> _Task requirements_
Reproduce the lines below verbatim, everything from the line containing "A rule for this batch: each instance of the black sports" down to the line containing "column 362, row 323", both included.

[Coordinate labeling data]

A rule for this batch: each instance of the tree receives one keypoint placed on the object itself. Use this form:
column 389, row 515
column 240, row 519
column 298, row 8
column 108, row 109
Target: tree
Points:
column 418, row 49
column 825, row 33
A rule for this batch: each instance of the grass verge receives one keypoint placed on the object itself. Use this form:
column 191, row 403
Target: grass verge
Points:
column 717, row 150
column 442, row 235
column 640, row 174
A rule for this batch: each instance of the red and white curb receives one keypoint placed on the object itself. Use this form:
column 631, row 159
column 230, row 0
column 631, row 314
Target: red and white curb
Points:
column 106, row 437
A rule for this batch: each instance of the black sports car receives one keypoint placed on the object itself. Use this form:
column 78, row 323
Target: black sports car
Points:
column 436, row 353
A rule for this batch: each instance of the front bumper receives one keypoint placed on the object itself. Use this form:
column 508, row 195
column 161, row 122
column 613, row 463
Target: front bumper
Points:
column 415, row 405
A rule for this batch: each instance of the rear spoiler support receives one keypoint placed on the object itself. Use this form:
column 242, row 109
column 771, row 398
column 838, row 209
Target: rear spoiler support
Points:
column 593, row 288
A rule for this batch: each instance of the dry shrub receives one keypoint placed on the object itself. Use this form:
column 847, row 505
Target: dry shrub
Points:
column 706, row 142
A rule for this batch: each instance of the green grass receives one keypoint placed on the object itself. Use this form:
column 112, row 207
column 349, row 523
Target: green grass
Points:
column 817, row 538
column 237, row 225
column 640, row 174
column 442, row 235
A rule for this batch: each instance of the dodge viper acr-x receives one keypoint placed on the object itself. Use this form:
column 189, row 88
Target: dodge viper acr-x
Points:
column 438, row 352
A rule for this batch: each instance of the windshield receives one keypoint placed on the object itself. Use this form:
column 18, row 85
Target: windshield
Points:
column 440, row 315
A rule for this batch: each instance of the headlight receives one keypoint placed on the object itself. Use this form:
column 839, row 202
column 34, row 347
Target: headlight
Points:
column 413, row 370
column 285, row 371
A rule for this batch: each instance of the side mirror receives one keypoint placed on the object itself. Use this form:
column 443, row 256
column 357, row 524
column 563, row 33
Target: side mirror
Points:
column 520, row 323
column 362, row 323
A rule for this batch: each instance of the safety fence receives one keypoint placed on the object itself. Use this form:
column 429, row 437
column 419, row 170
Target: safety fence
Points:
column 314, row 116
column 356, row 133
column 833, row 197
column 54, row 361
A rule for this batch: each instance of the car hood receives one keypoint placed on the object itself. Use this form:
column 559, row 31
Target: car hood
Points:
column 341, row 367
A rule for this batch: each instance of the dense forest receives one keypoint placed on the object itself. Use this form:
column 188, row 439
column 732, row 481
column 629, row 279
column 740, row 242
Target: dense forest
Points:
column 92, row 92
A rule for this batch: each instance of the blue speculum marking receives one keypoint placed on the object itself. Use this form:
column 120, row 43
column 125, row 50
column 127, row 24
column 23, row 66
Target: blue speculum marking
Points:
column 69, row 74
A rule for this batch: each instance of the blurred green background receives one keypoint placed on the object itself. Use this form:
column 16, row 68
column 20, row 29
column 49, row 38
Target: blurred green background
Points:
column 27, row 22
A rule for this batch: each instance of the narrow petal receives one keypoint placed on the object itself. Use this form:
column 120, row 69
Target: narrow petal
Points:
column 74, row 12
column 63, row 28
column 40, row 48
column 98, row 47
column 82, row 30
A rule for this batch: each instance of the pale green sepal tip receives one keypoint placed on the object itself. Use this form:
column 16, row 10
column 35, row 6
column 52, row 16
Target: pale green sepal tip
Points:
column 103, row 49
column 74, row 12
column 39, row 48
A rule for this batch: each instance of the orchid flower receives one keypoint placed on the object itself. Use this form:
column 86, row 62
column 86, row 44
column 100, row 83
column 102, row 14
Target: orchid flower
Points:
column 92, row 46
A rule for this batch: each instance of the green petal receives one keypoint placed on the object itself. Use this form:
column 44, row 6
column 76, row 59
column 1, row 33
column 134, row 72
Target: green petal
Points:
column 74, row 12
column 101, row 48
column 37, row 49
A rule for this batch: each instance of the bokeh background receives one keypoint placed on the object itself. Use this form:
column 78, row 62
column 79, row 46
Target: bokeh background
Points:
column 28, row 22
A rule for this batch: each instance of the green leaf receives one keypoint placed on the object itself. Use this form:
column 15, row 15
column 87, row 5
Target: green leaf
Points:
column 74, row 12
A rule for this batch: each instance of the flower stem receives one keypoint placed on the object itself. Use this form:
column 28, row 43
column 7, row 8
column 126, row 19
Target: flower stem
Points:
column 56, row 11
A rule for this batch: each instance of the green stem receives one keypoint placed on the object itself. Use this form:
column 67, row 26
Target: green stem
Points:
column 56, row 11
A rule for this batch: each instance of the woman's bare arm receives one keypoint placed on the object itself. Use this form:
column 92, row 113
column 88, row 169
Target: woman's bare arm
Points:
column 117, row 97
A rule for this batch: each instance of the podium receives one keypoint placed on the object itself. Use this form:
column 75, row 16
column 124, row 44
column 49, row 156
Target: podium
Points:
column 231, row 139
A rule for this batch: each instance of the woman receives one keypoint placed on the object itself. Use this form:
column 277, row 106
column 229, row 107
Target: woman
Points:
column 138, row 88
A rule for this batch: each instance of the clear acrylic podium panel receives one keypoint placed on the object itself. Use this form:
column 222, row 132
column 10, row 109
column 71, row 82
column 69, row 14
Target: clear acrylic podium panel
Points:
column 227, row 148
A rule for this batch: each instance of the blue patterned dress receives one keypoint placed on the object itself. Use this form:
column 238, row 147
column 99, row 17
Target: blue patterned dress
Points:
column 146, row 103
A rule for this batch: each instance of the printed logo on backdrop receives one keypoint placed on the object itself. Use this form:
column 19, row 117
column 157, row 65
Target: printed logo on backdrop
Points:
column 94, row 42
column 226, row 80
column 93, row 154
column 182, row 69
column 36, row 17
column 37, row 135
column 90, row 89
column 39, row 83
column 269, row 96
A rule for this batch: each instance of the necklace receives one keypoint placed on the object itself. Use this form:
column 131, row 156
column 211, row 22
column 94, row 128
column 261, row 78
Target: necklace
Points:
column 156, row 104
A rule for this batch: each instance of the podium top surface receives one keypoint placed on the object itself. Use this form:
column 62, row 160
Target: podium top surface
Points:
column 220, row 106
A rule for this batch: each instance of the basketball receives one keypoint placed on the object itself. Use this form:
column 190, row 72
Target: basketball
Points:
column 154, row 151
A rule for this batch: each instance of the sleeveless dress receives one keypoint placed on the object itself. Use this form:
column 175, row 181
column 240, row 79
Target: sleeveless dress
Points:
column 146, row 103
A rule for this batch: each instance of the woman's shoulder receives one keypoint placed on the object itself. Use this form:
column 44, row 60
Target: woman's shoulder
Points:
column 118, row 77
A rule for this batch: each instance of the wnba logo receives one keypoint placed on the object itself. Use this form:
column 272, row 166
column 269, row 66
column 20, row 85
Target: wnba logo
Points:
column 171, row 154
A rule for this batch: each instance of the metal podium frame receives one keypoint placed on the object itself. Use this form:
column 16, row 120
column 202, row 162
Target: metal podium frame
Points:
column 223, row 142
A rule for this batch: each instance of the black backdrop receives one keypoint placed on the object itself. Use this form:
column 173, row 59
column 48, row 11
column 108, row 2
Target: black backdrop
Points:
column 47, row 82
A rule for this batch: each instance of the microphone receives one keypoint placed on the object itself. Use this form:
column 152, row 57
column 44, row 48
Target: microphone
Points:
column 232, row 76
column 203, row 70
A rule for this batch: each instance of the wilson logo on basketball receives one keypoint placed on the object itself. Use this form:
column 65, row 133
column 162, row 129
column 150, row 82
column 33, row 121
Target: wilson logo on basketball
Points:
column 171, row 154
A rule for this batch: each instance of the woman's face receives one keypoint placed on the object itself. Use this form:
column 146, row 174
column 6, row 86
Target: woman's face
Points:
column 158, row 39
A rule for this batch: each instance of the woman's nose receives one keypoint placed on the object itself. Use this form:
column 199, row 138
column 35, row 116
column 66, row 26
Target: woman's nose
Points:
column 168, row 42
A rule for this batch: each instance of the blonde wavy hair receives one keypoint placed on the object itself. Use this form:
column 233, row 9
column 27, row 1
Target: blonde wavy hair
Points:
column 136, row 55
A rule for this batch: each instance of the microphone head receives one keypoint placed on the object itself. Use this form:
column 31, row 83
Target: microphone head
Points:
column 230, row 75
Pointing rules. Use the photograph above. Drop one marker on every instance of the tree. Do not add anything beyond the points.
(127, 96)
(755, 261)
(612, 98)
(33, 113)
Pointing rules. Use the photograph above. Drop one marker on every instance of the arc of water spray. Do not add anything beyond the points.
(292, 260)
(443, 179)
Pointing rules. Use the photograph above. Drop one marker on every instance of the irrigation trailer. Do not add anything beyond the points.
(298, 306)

> _Task output_
A rule for this batch: each instance of the black sports car receives one keypoint placed on the object itself. Use this form:
column 78, row 323
Target: black sports car
Points:
column 436, row 353
A rule for this batch: each instance of the front bumper receives one keypoint placed on the object itself. Use this form:
column 508, row 195
column 161, row 122
column 613, row 463
Target: front bumper
Points:
column 415, row 405
A rule for this batch: each instance of the rear spoiler support receives one keypoint placed on the object itself. Use this form:
column 242, row 109
column 771, row 398
column 838, row 209
Target: rear spoiler support
Points:
column 593, row 288
A rule for this batch: each instance of the dry shrub receives one keypoint placed on the object itself. Use this form:
column 847, row 505
Target: dry shrub
Points:
column 706, row 142
A rule for this batch: each instance of the green grass receives one keypoint placed on the object itself. Use this form:
column 112, row 207
column 349, row 523
Target: green grass
Points:
column 817, row 538
column 237, row 225
column 640, row 174
column 442, row 235
A rule for this batch: each instance of the dodge viper acr-x receives one keypoint placed on the object itself. Use this form:
column 189, row 88
Target: dodge viper acr-x
Points:
column 438, row 352
A rule for this batch: each instance of the windshield receives one keypoint placed on the object itself. Use this form:
column 18, row 85
Target: windshield
Points:
column 440, row 315
A rule for this batch: each instance of the headlight receives one keypoint placed on the object itself. Use this form:
column 839, row 202
column 34, row 347
Target: headlight
Points:
column 413, row 370
column 285, row 371
A rule for this batch: each instance of the side mirror receives one keypoint placed on the object itself. Use this form:
column 443, row 256
column 357, row 524
column 563, row 33
Target: side mirror
Points:
column 520, row 323
column 362, row 323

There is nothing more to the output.